Return only the line that contains "Where can you spot the dark storm" and each line after it, through the last line of the data below, copied exactly.

______

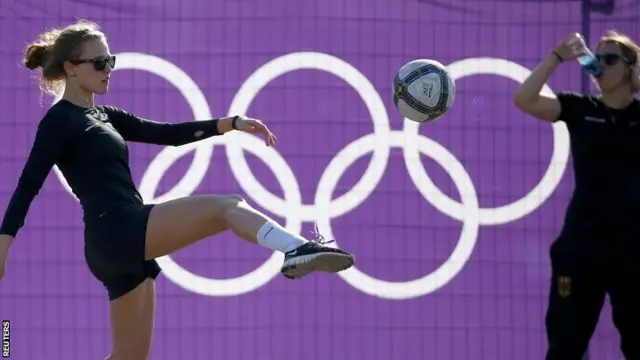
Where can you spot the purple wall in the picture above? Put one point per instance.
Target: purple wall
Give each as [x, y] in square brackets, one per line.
[319, 72]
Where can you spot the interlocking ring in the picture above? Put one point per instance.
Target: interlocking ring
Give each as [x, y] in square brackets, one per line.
[324, 208]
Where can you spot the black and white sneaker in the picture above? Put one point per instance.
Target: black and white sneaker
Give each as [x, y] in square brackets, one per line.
[314, 256]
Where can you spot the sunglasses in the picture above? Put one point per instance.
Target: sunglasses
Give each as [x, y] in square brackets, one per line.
[611, 59]
[99, 63]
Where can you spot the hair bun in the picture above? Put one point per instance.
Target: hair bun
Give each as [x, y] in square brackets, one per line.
[35, 56]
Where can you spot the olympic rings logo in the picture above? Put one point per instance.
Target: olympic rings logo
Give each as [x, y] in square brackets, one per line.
[324, 208]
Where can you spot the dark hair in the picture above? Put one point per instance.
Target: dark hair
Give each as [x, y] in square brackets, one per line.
[56, 46]
[628, 47]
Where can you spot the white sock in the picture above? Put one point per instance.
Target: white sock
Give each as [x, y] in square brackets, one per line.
[275, 237]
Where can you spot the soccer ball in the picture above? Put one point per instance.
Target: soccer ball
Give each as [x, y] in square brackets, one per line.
[423, 90]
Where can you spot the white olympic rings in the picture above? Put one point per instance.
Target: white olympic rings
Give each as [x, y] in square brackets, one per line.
[379, 143]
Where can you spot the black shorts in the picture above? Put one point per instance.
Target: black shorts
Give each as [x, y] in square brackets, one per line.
[586, 266]
[115, 248]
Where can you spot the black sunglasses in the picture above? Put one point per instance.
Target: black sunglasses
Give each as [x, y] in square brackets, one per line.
[100, 63]
[611, 59]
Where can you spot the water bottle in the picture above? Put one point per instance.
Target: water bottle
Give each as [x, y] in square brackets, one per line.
[588, 60]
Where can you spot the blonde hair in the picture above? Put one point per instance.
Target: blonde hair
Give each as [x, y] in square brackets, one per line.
[628, 47]
[56, 46]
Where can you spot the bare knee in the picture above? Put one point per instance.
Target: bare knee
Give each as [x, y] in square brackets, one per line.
[127, 356]
[234, 199]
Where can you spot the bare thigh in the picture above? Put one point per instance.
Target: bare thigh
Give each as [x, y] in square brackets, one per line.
[176, 224]
[132, 318]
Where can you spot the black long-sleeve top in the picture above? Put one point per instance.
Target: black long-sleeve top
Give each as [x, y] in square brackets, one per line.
[89, 147]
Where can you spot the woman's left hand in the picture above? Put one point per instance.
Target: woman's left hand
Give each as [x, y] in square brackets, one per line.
[255, 126]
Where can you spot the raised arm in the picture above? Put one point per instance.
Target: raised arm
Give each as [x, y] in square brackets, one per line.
[133, 128]
[528, 97]
[50, 138]
[548, 107]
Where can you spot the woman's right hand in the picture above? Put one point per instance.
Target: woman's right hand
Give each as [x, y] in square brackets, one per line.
[5, 244]
[571, 47]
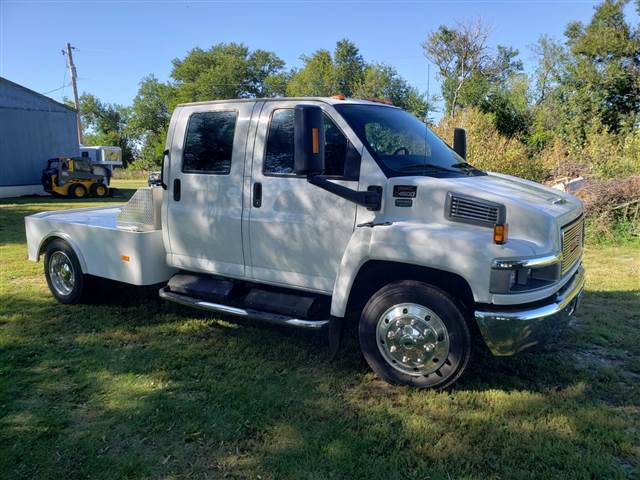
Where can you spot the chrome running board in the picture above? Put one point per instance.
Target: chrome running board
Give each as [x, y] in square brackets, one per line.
[261, 316]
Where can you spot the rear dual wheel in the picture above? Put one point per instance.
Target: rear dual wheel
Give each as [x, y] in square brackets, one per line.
[63, 273]
[412, 333]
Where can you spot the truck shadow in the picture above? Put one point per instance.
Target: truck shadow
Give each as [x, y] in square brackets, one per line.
[133, 383]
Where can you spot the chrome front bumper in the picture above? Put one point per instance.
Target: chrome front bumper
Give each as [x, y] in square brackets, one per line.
[510, 330]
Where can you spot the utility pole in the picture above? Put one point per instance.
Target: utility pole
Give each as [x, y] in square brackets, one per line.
[74, 74]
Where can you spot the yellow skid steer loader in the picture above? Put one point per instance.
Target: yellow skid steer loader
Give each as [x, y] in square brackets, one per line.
[73, 178]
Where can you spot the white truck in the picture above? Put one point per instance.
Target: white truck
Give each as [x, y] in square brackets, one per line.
[310, 212]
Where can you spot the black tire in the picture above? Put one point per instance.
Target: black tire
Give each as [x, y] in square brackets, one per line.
[449, 315]
[99, 190]
[75, 294]
[77, 190]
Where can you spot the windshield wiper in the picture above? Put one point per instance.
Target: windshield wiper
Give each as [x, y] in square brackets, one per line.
[426, 166]
[463, 165]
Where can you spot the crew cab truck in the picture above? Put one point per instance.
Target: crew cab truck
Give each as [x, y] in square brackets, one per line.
[310, 212]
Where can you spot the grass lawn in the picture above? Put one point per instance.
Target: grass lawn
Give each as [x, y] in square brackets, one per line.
[131, 387]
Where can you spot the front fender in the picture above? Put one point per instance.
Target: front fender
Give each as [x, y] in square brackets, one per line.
[464, 250]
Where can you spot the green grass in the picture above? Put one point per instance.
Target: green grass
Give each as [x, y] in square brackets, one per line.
[131, 387]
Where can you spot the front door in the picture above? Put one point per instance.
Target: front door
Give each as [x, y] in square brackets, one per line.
[298, 232]
[206, 188]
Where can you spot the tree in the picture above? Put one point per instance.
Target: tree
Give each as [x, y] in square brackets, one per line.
[602, 76]
[149, 119]
[349, 67]
[105, 124]
[227, 70]
[383, 81]
[467, 65]
[315, 79]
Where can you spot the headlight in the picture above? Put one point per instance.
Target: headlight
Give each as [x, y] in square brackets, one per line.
[522, 275]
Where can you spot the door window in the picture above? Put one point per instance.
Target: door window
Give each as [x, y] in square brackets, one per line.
[278, 160]
[209, 143]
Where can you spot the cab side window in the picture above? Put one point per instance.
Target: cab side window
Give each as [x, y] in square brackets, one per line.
[279, 151]
[209, 143]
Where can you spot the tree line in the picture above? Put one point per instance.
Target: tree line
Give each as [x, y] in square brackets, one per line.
[579, 108]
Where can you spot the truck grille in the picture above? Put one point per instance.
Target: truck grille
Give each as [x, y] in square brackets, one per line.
[572, 243]
[463, 208]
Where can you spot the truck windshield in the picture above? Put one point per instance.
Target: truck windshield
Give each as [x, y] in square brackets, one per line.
[402, 144]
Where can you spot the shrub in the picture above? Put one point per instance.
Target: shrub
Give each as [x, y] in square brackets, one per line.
[490, 150]
[611, 208]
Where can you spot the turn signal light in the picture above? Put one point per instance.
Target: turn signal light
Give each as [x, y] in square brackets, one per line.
[500, 233]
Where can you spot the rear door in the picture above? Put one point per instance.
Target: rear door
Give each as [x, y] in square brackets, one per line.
[204, 213]
[298, 232]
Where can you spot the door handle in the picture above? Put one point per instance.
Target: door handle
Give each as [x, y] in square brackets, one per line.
[176, 189]
[257, 194]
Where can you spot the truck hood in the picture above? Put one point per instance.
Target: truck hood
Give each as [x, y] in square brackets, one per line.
[553, 202]
[535, 213]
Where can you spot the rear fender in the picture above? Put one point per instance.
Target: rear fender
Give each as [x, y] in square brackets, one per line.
[66, 238]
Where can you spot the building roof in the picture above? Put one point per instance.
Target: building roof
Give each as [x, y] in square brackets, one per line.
[8, 83]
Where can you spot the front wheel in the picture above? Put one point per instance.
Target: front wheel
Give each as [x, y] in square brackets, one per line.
[99, 190]
[77, 190]
[412, 333]
[64, 275]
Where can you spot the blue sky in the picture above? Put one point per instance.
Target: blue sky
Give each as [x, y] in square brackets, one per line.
[119, 42]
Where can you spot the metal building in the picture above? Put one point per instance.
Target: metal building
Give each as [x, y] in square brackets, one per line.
[33, 128]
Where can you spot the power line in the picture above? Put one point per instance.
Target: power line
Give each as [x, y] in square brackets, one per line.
[55, 89]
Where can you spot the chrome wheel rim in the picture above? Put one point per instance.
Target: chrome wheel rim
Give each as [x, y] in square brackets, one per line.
[413, 339]
[61, 273]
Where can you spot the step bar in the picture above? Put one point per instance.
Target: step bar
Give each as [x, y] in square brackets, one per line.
[258, 315]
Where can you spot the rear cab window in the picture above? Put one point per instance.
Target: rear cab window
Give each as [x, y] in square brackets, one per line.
[340, 154]
[208, 144]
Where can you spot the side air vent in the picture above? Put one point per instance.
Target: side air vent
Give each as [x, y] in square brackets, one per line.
[466, 209]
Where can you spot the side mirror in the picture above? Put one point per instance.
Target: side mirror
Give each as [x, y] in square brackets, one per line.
[165, 160]
[460, 142]
[308, 157]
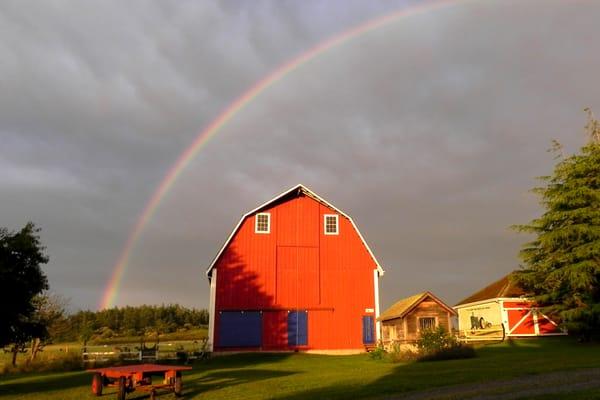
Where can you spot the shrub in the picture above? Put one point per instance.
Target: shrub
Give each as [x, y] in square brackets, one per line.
[396, 354]
[379, 352]
[437, 344]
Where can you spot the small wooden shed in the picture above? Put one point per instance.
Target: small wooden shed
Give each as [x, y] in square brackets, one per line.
[501, 310]
[404, 321]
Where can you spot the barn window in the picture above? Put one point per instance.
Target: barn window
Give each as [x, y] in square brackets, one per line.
[262, 223]
[297, 328]
[331, 224]
[426, 323]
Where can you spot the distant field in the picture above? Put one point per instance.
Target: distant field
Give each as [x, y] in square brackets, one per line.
[305, 376]
[169, 343]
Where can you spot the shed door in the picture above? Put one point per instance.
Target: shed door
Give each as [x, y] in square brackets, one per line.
[368, 330]
[240, 329]
[297, 328]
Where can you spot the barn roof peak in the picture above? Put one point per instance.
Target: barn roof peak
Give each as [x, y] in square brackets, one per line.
[299, 188]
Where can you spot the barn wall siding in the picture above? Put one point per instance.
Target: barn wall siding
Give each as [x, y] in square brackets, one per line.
[297, 267]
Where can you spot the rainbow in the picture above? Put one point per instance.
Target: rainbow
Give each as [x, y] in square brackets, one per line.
[113, 285]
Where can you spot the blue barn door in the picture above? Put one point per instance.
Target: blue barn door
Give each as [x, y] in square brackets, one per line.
[240, 329]
[297, 328]
[368, 337]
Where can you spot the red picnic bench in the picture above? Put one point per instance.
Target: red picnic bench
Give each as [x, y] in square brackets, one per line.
[128, 378]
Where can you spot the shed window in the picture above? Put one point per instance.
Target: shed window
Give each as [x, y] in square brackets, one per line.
[263, 223]
[331, 224]
[426, 323]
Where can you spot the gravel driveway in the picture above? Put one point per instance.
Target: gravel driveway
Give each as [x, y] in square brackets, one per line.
[517, 388]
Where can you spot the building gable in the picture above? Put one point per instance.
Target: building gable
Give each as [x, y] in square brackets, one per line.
[281, 199]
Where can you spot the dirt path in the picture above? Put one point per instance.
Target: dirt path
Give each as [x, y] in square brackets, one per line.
[517, 388]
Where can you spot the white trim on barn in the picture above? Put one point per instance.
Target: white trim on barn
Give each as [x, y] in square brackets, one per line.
[211, 312]
[256, 230]
[291, 190]
[337, 224]
[376, 291]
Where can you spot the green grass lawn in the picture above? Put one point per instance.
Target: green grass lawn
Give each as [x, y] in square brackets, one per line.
[305, 376]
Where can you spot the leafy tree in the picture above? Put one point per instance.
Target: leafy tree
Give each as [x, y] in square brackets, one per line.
[21, 279]
[49, 316]
[562, 263]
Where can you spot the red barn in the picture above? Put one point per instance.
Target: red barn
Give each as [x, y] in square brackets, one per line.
[295, 274]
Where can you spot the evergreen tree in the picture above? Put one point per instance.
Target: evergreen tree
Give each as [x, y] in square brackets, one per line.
[562, 263]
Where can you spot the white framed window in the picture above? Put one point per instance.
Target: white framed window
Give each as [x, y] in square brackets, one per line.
[427, 323]
[331, 224]
[262, 223]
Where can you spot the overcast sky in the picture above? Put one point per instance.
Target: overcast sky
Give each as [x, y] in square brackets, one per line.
[428, 131]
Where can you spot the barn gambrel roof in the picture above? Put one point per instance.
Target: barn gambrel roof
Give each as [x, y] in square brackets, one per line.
[296, 189]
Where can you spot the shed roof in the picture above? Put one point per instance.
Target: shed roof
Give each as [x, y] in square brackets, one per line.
[295, 190]
[503, 287]
[404, 306]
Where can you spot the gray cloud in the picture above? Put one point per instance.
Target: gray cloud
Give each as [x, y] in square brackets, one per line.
[428, 131]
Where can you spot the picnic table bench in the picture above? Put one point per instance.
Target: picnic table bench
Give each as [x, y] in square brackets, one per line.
[129, 378]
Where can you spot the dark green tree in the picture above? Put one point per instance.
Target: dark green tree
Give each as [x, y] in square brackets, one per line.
[561, 265]
[21, 279]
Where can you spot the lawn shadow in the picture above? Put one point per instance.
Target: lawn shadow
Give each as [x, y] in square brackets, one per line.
[494, 362]
[44, 383]
[228, 378]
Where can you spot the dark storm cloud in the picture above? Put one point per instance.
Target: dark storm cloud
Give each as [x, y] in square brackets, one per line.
[428, 131]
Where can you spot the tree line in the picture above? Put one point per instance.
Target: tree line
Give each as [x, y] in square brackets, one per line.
[126, 321]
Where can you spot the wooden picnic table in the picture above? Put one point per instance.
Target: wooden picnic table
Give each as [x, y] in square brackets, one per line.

______

REPLY TO THE TASK>
Where can you spot the dark storm cloud in the picture above? Put one point per instance.
Target: dark storm cloud
Give each as [x, y] in square brackets, one per line.
[428, 131]
Where can you spot the tree line in the picture above? Put one point per instance.
Target: tree line
Give each as [x, y] in square brackets, one per line.
[126, 321]
Where can you spot the wooden picnic table in the picture above? Put one point per instance.
Target: wooden picnic table
Give each as [x, y] in square brackets, one per line.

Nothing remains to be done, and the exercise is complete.